■ **Do this**
List every line below that contains the string "taillight", treating case as significant.

■ **Given records**
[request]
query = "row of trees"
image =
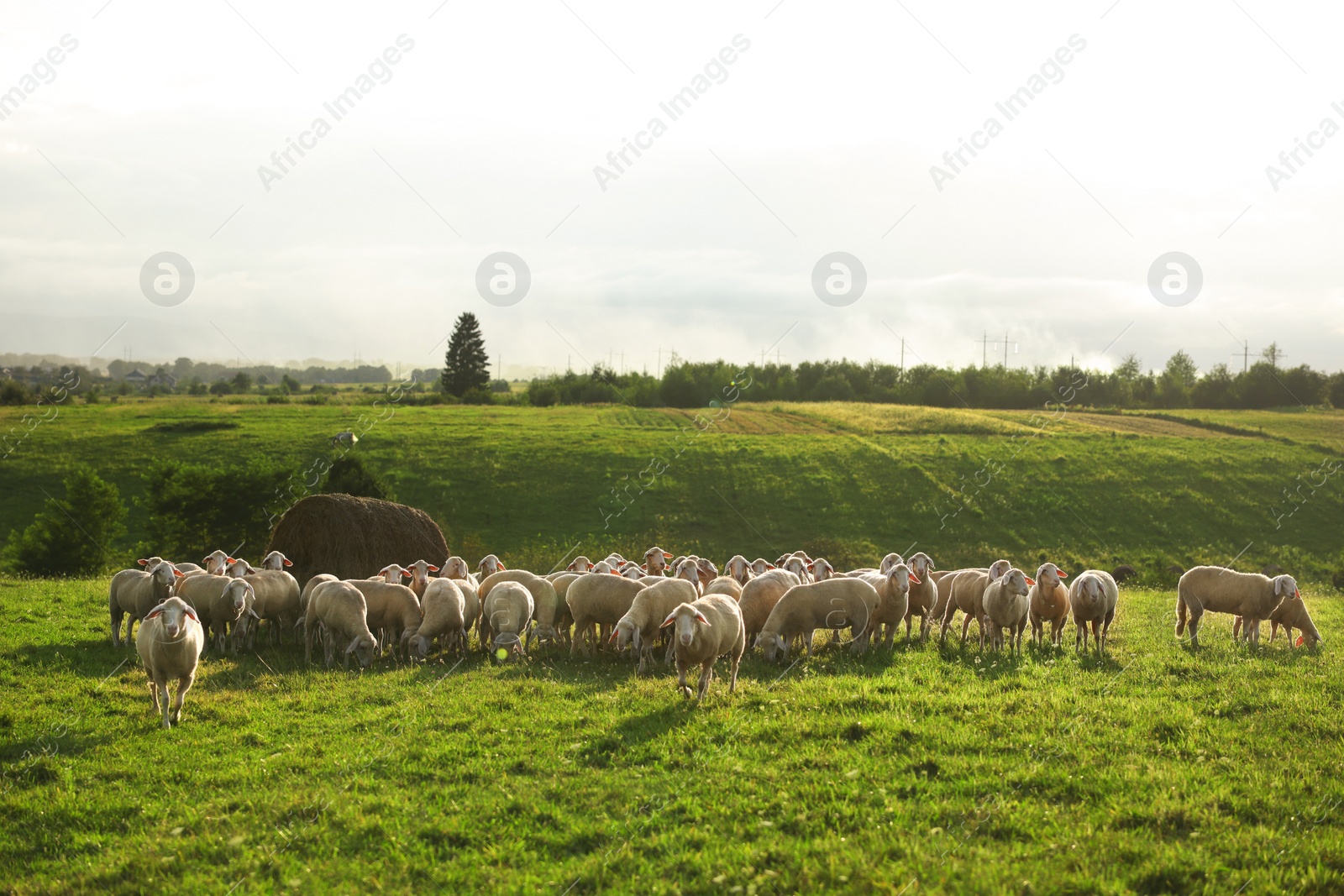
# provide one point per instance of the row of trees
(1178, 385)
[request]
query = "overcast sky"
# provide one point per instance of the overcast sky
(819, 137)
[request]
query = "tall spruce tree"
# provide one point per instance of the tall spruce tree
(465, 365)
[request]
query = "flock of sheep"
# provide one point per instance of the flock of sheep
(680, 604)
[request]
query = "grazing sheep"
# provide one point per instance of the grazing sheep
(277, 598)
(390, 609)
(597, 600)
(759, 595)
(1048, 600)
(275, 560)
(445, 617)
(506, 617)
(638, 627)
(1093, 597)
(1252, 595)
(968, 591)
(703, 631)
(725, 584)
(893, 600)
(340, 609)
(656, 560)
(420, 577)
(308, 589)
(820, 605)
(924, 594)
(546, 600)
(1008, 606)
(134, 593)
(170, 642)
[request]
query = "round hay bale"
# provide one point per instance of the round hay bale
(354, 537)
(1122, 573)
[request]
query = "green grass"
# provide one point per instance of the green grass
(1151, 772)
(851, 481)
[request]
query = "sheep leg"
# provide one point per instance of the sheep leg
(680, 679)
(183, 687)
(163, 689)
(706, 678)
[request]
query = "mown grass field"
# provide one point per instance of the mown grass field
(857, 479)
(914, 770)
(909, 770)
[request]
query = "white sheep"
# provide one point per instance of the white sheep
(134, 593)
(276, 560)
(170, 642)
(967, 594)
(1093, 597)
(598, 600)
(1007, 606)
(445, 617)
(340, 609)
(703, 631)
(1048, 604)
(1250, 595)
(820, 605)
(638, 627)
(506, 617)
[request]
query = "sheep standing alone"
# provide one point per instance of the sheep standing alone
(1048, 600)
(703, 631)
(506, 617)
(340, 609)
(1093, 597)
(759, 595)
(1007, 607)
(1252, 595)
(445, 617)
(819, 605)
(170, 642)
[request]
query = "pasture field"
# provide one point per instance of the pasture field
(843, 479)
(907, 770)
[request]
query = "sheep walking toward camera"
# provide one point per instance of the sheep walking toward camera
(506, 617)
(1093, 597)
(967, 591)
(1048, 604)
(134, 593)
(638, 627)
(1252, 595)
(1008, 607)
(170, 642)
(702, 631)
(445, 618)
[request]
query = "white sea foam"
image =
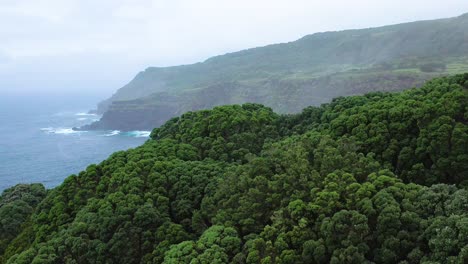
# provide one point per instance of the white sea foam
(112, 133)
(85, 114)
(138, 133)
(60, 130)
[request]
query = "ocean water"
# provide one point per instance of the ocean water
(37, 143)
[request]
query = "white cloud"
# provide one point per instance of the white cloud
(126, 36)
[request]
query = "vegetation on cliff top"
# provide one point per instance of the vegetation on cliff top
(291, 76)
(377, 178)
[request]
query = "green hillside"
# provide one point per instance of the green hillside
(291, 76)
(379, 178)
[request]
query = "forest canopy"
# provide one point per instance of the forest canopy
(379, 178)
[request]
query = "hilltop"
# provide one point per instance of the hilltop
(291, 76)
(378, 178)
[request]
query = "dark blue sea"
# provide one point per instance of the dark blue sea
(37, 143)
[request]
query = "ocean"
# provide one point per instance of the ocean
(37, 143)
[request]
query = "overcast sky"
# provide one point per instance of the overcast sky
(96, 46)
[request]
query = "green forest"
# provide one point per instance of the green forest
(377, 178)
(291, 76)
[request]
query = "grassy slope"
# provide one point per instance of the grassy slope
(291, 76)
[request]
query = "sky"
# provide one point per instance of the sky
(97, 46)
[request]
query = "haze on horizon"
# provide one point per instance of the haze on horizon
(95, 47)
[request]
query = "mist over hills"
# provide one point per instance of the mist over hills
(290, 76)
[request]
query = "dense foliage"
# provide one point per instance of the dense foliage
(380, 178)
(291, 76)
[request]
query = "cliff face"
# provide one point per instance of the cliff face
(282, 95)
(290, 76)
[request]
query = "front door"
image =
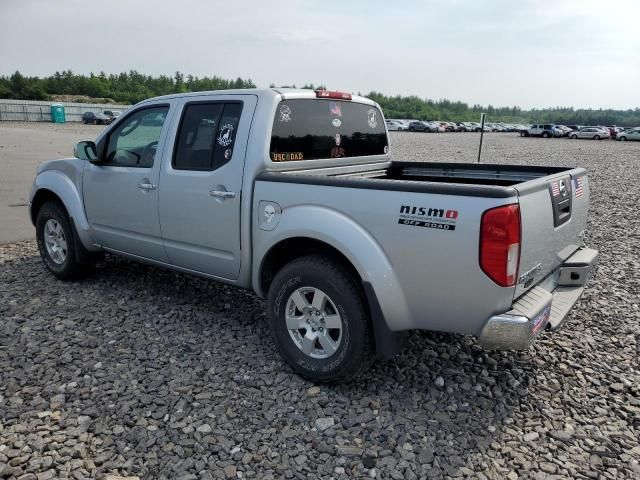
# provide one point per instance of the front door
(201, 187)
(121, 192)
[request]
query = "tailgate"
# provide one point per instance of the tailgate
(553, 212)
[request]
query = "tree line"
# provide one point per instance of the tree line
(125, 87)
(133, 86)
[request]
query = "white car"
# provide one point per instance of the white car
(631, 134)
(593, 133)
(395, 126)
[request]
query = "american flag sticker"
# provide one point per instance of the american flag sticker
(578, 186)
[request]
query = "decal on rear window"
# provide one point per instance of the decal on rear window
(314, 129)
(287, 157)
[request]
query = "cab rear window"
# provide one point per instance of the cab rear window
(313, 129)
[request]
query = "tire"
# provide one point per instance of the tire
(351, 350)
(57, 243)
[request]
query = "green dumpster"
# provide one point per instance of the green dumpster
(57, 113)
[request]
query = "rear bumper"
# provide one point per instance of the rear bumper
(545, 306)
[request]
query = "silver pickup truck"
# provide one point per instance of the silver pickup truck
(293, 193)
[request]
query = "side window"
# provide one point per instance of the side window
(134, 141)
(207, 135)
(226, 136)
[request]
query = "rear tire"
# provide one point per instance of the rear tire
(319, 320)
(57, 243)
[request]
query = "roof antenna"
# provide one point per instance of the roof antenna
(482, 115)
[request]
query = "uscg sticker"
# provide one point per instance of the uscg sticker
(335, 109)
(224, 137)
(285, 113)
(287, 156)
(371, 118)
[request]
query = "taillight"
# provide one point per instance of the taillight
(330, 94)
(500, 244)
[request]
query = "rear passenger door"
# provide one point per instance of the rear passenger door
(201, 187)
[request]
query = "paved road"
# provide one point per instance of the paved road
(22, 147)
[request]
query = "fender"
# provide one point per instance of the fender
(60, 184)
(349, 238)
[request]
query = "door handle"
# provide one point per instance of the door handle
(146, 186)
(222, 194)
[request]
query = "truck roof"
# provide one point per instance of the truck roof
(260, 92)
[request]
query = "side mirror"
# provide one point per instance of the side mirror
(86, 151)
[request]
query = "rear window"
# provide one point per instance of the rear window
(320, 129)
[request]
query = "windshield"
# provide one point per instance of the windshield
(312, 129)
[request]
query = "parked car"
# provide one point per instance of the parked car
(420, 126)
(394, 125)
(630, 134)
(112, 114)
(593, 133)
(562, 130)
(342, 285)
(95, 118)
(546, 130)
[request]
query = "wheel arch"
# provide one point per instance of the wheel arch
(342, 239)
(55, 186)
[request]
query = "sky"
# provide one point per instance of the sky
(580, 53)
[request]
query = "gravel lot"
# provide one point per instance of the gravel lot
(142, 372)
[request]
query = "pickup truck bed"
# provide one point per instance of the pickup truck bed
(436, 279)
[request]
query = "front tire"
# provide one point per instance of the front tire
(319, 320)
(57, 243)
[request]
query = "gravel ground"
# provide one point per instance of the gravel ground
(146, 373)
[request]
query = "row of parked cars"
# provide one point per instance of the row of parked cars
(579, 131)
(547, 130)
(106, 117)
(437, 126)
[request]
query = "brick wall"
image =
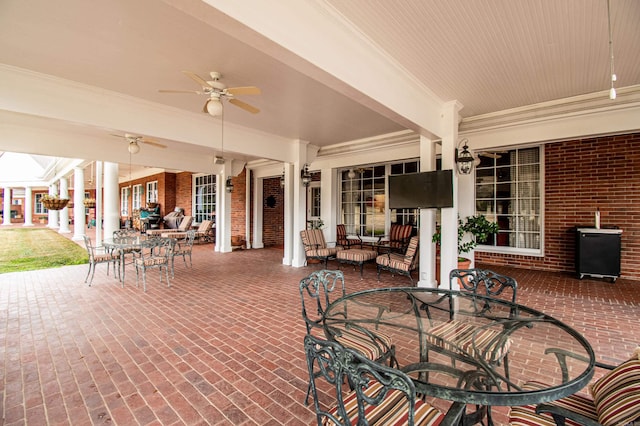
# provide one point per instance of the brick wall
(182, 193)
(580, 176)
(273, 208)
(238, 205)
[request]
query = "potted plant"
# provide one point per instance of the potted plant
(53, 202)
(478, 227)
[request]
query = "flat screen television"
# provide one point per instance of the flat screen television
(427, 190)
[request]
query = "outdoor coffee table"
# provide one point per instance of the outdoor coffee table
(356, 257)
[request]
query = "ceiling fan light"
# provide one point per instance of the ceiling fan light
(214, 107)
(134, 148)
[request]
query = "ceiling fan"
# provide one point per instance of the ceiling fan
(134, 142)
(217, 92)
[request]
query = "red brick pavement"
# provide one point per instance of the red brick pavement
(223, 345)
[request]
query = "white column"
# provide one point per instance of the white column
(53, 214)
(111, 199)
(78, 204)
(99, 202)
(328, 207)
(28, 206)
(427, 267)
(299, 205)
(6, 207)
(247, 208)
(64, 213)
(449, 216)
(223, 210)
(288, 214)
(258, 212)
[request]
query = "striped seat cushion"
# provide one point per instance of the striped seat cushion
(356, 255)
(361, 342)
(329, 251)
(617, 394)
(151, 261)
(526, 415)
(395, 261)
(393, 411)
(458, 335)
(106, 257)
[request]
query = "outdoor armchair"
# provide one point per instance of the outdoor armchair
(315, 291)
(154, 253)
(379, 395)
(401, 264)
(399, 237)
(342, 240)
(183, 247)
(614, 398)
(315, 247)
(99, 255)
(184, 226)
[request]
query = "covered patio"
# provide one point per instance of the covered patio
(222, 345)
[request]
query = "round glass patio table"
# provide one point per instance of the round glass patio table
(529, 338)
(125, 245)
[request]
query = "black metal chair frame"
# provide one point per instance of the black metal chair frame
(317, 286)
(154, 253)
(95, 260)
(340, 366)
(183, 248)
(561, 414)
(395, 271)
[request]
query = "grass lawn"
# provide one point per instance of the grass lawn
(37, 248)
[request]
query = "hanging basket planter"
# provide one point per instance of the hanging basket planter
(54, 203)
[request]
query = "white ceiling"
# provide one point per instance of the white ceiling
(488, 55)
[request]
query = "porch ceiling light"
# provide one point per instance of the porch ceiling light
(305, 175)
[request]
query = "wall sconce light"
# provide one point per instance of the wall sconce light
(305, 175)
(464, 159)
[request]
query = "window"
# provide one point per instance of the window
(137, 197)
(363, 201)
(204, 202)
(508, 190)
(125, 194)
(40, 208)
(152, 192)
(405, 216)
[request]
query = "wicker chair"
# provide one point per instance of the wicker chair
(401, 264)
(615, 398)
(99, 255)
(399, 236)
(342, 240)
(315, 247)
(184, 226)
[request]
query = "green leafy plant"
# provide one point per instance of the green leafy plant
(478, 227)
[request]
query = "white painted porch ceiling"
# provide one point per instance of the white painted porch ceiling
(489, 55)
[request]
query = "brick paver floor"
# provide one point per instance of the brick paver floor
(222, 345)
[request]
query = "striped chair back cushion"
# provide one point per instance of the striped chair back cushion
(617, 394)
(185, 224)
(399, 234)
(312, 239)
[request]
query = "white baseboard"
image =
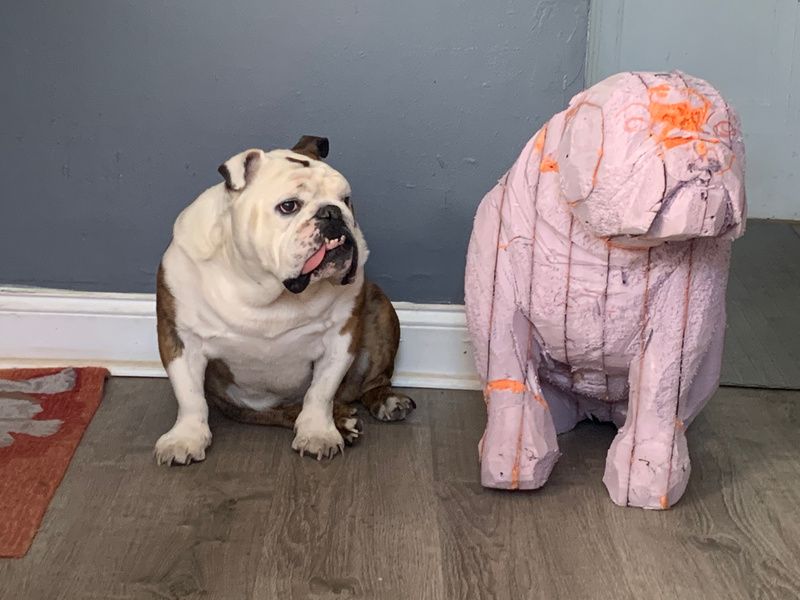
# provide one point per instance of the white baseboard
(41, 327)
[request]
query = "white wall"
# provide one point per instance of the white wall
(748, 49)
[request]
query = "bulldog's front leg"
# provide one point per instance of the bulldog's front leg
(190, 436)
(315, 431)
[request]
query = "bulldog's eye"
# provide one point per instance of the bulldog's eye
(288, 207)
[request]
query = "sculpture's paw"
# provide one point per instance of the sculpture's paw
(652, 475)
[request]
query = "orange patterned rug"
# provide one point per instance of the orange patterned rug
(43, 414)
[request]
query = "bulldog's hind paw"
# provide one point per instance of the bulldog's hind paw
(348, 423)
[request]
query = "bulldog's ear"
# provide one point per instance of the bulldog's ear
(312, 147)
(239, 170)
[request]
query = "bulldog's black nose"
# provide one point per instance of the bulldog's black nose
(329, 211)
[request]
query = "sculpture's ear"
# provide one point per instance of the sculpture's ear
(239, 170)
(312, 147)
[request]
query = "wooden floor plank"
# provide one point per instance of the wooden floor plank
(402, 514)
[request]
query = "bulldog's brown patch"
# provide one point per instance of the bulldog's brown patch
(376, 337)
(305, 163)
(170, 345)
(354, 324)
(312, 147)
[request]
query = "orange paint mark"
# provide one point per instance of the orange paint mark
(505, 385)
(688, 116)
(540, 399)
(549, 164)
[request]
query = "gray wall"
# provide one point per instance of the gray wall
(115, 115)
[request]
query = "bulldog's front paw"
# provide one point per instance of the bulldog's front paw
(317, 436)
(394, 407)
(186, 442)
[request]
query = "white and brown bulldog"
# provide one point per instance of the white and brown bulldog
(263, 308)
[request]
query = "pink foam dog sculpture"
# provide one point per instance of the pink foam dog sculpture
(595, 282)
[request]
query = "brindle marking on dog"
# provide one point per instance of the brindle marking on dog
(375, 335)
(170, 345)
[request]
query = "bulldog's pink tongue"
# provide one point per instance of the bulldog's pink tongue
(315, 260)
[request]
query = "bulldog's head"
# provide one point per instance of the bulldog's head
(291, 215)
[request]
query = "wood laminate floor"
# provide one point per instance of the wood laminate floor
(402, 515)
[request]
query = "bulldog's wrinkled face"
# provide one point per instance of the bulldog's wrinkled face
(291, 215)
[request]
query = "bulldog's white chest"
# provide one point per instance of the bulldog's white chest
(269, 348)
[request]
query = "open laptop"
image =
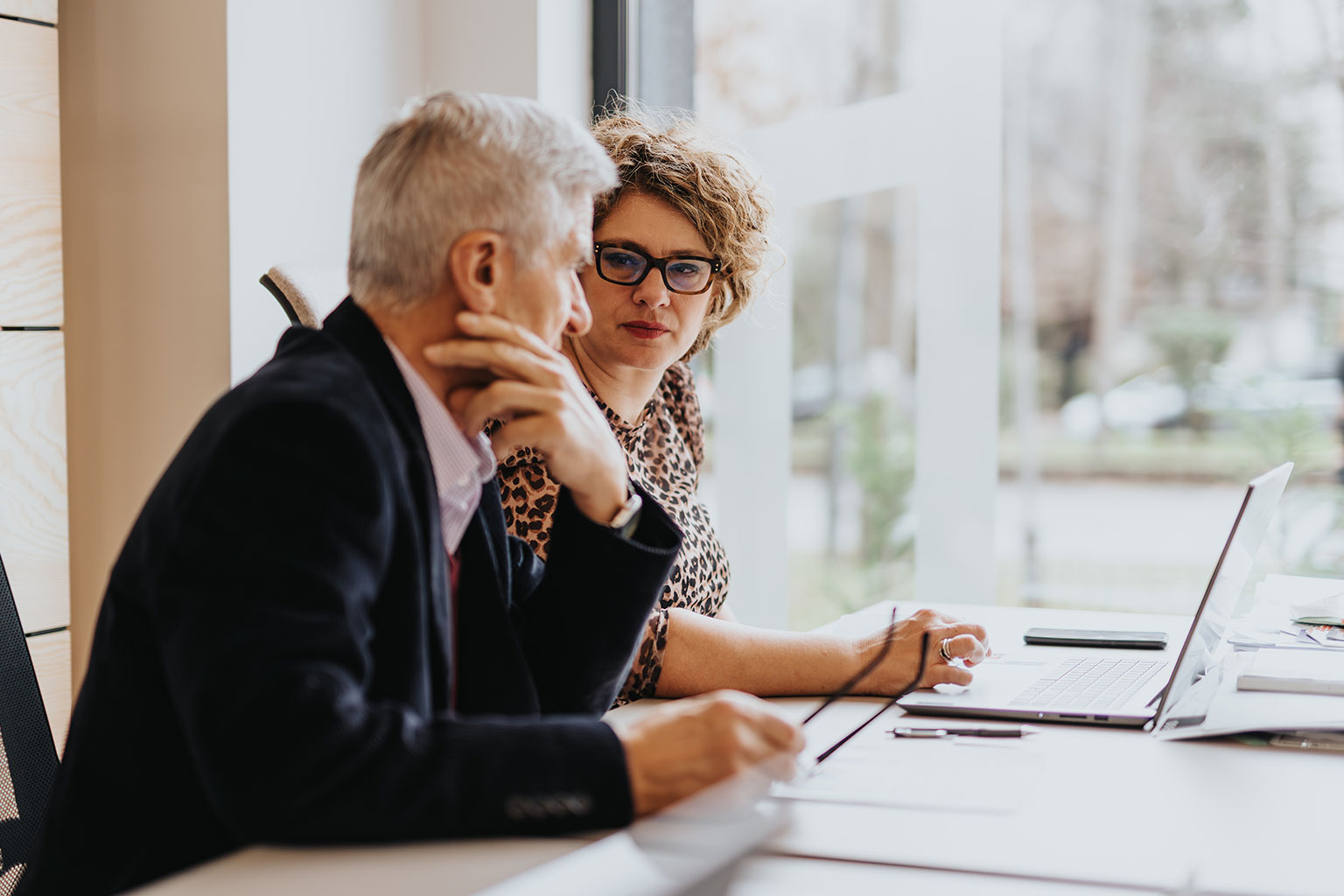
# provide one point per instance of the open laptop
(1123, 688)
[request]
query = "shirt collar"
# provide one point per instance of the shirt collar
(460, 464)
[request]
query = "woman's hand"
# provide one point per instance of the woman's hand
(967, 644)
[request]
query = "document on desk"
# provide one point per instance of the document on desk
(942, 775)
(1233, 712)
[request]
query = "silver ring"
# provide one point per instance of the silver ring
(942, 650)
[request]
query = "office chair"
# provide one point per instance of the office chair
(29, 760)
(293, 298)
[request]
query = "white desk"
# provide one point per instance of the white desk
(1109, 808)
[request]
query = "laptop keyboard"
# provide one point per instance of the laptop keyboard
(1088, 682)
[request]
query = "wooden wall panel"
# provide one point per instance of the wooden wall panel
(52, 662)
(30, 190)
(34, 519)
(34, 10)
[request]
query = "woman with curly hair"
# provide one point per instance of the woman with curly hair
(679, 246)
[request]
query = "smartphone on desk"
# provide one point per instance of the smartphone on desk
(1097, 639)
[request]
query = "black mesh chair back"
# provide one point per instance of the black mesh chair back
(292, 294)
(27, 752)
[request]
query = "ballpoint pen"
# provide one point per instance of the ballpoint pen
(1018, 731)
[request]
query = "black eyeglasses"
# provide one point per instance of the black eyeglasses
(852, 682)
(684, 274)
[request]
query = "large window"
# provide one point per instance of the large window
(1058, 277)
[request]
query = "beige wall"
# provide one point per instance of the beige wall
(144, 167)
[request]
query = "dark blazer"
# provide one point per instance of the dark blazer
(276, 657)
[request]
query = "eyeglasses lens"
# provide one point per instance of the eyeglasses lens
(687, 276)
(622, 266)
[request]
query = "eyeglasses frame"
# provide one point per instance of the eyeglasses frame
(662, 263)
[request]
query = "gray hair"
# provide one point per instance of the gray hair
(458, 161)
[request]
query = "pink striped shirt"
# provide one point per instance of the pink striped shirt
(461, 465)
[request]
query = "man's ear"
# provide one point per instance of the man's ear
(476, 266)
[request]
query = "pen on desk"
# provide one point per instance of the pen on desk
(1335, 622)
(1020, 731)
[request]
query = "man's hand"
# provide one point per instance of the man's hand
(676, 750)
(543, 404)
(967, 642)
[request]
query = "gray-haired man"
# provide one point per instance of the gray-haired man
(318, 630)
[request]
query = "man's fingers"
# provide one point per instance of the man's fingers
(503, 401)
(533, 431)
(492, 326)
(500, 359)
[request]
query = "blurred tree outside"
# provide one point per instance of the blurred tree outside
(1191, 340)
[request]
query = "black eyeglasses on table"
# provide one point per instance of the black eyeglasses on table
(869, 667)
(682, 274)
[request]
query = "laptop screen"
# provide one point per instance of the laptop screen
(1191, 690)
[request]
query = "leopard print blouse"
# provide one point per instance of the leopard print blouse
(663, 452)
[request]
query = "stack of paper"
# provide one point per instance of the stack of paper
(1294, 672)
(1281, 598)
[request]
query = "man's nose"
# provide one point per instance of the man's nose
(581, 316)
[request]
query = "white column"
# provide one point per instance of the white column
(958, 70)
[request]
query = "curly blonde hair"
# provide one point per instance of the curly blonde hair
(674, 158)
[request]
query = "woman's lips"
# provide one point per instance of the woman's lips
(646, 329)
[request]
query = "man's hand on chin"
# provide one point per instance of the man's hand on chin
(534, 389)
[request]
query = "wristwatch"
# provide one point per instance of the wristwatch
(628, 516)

■ **Result of the task**
query = "taillight"
# provide one point per instance of the taillight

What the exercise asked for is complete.